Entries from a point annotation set
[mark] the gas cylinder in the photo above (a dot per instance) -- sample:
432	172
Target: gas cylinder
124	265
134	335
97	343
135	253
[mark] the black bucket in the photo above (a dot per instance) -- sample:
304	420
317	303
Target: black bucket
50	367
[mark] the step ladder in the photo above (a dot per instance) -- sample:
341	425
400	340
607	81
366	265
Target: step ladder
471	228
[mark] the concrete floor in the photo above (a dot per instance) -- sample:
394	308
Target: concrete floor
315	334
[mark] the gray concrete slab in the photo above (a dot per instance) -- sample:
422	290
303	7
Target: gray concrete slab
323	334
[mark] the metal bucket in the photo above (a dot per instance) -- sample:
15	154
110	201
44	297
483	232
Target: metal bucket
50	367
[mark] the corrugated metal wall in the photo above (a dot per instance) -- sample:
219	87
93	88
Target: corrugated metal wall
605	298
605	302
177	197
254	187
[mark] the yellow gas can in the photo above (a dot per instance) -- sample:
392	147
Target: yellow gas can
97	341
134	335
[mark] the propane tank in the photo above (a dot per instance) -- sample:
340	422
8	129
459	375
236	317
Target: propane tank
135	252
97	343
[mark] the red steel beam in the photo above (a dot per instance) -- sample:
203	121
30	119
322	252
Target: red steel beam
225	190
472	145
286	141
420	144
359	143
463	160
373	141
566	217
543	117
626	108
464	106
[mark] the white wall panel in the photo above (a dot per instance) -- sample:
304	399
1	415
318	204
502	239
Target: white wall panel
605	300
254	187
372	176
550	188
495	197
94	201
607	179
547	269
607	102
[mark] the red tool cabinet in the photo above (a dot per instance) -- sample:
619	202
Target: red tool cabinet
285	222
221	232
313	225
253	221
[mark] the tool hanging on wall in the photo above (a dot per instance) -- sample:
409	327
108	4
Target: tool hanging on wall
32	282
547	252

TO DO: Print the material once more, exactly.

TASK SOLUTION:
[mark] the gas cylinder in the photo above (a dot per instance) -- sample:
432	172
Target: gas cylinder
124	265
134	335
97	343
135	253
[mark] the black bucket in the photo above (a dot per instance) -- sample:
304	420
317	303
Target: black bucket
50	367
[mark] the step ladder in the photo above (a dot per instance) -- sample:
341	425
400	340
607	81
366	265
Target: step ladder
471	228
[mark] the concrete floor in the photo above (a dot per instance) -- sample:
394	308
Target: concrete floor
315	334
[mark] the gray concrete slab in the photo above (a dot per instance) -- sample:
422	290
303	7
Target: gray concrete slab
323	334
[mark] the metal bucket in the photo above (a dot per instance) -- sample:
15	154
110	201
44	297
483	232
Target: metal bucket
50	367
[mark] the corrugated metal wall in the photo above (a dot per instance) -- sample:
219	87
93	88
Target: corrugated metal wall
605	298
605	302
177	197
254	187
[mark] the yellow gas can in the photo above (a dot per instance) -- sample:
392	147
Target: yellow gas can
97	341
134	335
[mark] the propane tank in the photo above (a dot per instance) -- sample:
340	422
8	129
459	375
236	317
Target: propane tank
135	252
97	343
[mark] the red steel beam in the photo above (a dot per instance) -- sample:
203	121
30	119
322	252
Target: red steel beam
225	190
472	145
286	141
420	144
359	143
463	160
373	141
566	217
543	117
626	108
464	106
[mark] the white wall panel in the photo above (a dot per instance) -- sample:
304	399
1	415
318	204
502	239
Target: white wall panel
605	300
254	187
372	176
550	188
495	197
94	201
607	179
547	269
607	102
[mark] the red tool cabinet in the photo above (a dot per instance) -- sample:
619	202
Target: red tool cabinet
285	222
221	232
313	225
253	221
[mark] the tool hanging on wall in the photo above (a dot per instance) -- sample:
409	327
108	4
Target: tool hanging on wall
32	282
547	252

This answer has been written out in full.